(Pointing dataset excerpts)
····················
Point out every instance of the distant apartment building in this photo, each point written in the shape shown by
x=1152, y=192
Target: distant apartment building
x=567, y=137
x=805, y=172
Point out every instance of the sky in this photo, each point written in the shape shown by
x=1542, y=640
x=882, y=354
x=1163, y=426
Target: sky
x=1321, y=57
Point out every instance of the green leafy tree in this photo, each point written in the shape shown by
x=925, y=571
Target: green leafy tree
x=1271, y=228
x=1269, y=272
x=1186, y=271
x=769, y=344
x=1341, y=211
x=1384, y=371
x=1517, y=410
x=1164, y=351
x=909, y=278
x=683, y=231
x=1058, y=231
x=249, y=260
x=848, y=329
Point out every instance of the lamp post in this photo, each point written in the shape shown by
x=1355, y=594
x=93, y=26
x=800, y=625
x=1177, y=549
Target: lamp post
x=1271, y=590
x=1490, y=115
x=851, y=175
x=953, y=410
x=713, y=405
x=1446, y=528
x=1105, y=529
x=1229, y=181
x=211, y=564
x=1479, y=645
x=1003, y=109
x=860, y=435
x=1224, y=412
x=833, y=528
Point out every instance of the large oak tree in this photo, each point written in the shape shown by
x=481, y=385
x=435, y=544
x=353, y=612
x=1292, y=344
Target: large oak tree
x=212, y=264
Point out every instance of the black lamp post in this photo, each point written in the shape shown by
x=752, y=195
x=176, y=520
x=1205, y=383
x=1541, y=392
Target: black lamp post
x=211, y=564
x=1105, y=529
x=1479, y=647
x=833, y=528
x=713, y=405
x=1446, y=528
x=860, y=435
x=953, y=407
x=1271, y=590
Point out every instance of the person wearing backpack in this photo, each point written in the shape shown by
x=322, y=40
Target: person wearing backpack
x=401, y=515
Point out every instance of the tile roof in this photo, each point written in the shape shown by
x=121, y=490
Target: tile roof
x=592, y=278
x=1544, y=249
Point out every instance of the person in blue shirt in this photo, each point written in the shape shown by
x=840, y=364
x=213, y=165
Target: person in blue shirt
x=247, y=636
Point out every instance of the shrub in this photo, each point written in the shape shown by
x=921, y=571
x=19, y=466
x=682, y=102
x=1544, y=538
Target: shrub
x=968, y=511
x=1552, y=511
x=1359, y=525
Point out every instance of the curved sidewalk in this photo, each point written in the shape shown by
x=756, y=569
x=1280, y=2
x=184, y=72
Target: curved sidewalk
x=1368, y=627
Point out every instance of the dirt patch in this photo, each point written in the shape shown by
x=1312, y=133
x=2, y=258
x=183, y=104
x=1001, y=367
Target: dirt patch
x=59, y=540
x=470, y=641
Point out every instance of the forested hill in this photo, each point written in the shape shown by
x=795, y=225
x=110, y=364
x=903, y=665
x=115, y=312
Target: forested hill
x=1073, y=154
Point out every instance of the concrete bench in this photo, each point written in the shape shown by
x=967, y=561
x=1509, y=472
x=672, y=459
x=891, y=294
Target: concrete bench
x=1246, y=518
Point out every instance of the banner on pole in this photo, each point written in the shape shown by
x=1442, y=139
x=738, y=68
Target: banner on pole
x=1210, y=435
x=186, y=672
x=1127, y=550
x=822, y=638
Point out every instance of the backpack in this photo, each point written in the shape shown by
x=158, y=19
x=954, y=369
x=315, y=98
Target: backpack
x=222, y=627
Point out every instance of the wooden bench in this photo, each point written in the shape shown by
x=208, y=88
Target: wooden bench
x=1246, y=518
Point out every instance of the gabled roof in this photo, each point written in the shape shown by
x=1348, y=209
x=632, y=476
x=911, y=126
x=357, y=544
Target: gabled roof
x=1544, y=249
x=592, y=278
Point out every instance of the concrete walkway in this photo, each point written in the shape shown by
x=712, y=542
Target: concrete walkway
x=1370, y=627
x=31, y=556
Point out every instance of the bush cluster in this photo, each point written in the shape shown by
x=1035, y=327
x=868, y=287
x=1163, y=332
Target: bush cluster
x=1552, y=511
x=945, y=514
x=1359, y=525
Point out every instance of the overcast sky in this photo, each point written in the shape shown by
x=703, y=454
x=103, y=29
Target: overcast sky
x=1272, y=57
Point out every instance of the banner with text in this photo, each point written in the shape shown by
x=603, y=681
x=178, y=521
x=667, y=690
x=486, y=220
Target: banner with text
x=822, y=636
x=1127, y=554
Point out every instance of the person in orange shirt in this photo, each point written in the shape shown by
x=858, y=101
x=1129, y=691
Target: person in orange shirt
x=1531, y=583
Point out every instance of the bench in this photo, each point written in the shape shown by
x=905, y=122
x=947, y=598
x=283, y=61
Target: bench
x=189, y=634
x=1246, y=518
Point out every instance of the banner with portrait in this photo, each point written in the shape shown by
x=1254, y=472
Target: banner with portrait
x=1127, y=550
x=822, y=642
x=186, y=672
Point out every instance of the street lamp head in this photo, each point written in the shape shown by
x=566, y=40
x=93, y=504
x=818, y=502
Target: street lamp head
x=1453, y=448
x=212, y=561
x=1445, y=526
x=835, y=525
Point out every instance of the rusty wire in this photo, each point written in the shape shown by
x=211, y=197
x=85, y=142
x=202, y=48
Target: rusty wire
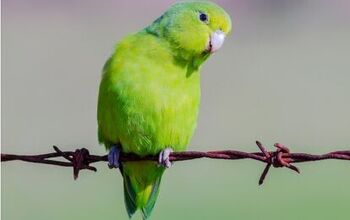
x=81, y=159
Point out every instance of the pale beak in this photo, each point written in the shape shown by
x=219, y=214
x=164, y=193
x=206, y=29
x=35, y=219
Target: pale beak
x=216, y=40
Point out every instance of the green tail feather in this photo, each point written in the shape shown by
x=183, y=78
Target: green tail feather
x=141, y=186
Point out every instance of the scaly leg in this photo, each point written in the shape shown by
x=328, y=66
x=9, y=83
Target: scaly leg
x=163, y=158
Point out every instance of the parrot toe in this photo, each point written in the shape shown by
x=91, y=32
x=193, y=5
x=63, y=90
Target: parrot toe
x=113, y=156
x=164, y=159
····················
Given request:
Return the records above word for word, leaving out the pictures.

Written solution:
Point out every instance of the distant apartment building in this photo, each point written in the shape shown by
x=1152, y=192
Target: distant apartment building
x=567, y=137
x=805, y=172
Point out every instance of the sky in this photo, each point written in the shape shown by
x=1542, y=640
x=882, y=354
x=1163, y=426
Target: sky
x=1321, y=57
Point out every instance of the green leafy tree in this photo, each point written in the shape shown by
x=925, y=571
Target: green leafy tree
x=1271, y=228
x=1269, y=272
x=1186, y=271
x=769, y=344
x=1341, y=211
x=1384, y=371
x=1517, y=410
x=1164, y=351
x=909, y=278
x=683, y=231
x=1058, y=231
x=249, y=260
x=848, y=329
Point out every instance of the lamp post in this photo, each point written in the shape shown by
x=1355, y=594
x=93, y=26
x=800, y=625
x=1177, y=549
Target: lamp post
x=1271, y=590
x=1490, y=115
x=851, y=175
x=953, y=410
x=713, y=405
x=1446, y=528
x=1105, y=529
x=1229, y=181
x=211, y=564
x=1479, y=645
x=1003, y=109
x=860, y=435
x=1224, y=412
x=833, y=528
Point out every instance of the large oak tree in this photo, each point written in the shape shown by
x=481, y=385
x=435, y=544
x=353, y=612
x=1292, y=344
Target: large oak tree
x=212, y=264
Point out every instance of the black lamp post in this photo, each point written in the shape shown by
x=752, y=195
x=176, y=520
x=1205, y=383
x=1541, y=392
Target: black lamp post
x=211, y=564
x=1105, y=529
x=1479, y=647
x=833, y=528
x=713, y=405
x=1446, y=528
x=860, y=435
x=953, y=407
x=1271, y=590
Point out every instance of the person wearing backpack in this photo, each point written in the shape shown by
x=322, y=40
Target: person wearing backpack
x=401, y=515
Point out every instance of the tile roof in this photo, each point written in the shape shown by
x=121, y=490
Target: tile roof
x=592, y=278
x=1544, y=249
Point out every instance of the person in blue shirt in this photo, each point written in the shape shown by
x=840, y=364
x=213, y=165
Target: person in blue shirt
x=247, y=636
Point out every instance of the shrub in this photo, each point written in the shape shown by
x=921, y=571
x=19, y=466
x=682, y=102
x=1544, y=538
Target: shrub
x=968, y=511
x=1552, y=511
x=1359, y=525
Point out every instance of the curved sidewalk in this photo, each point written in the shape shown by
x=756, y=569
x=1280, y=2
x=184, y=72
Target: curved sidewalk
x=1368, y=627
Point out every instance of the dirt patch in this photo, each point written in the shape shown by
x=1312, y=133
x=2, y=258
x=183, y=104
x=1001, y=367
Target: dirt patch
x=59, y=540
x=470, y=641
Point out every instance of the forested hill in this photo, each point written in the shape shown by
x=795, y=225
x=110, y=364
x=903, y=665
x=115, y=312
Target: forested hill
x=1073, y=154
Point out every instance of the concrete bench in this photo, each point written in the shape shown by
x=967, y=561
x=1509, y=472
x=672, y=459
x=891, y=294
Target: concrete bench
x=1246, y=518
Point out every instance of the banner on pole in this photo, each point written in the shape shown by
x=1442, y=139
x=738, y=68
Target: banner on pole
x=1210, y=435
x=186, y=672
x=1127, y=550
x=822, y=638
Point out every instance of the backpack in this photo, each point written in the shape shown by
x=158, y=19
x=954, y=369
x=315, y=98
Target: backpack
x=222, y=627
Point out every instance of the wooden bench in this photo, each point written in the shape shown by
x=208, y=88
Target: wooden bench
x=1246, y=518
Point out every instance of the gabled roof in this photo, each point written in the shape shown by
x=1348, y=209
x=632, y=476
x=911, y=126
x=357, y=544
Target: gabled roof
x=1544, y=249
x=592, y=278
Point out every instance of the concrete walkway in this photo, each point written in the shape shown by
x=712, y=542
Target: concrete walkway
x=1370, y=627
x=31, y=556
Point out every instance of the bush cluster in this photo, each point written in the shape shown by
x=1035, y=327
x=868, y=287
x=1163, y=332
Target: bush cluster
x=1552, y=511
x=945, y=514
x=1359, y=525
Point out every instance of the overcast sky in this photo, each point written in the shape shown by
x=703, y=454
x=103, y=29
Target: overcast sky
x=1272, y=57
Point out every instance of the banner with text in this photo, each point written in the shape shown by
x=603, y=681
x=178, y=521
x=667, y=690
x=486, y=220
Target: banner with text
x=822, y=636
x=1127, y=554
Point out every instance of the person in orange shirt in this photo, each point written in the shape shown by
x=858, y=101
x=1129, y=691
Target: person in orange shirt
x=1531, y=583
Point out every instance of the bench in this photo, each point written in the shape shown by
x=905, y=122
x=947, y=598
x=283, y=61
Target: bench
x=189, y=634
x=1246, y=518
Point out every instance of the banner with portrait in this photo, each point written in the shape shown by
x=1254, y=472
Target: banner with portrait
x=1127, y=550
x=822, y=642
x=186, y=672
Point out every instance of the street lamp head in this photo, each point written in the shape shown by
x=566, y=40
x=93, y=504
x=818, y=502
Target: street lamp head
x=1453, y=448
x=212, y=561
x=1445, y=526
x=835, y=525
Point out every instance of the rusty wire in this photo, each point written in the shape shown by
x=211, y=197
x=85, y=142
x=202, y=48
Target: rusty wire
x=81, y=159
Point out every instance of the pale beak in this photo, each point written in the shape shown by
x=219, y=214
x=164, y=193
x=206, y=29
x=35, y=219
Target: pale beak
x=216, y=40
Point out every instance of the green tail feather in this photo, each point written in the shape shown by
x=183, y=78
Target: green tail feather
x=141, y=186
Point out every instance of the scaly leg in this photo, each point written in the shape shown by
x=328, y=66
x=9, y=83
Target: scaly leg
x=163, y=158
Point out every instance of the parrot toe in this photo, each point written in the shape shown by
x=91, y=32
x=193, y=5
x=63, y=90
Target: parrot toe
x=113, y=156
x=164, y=159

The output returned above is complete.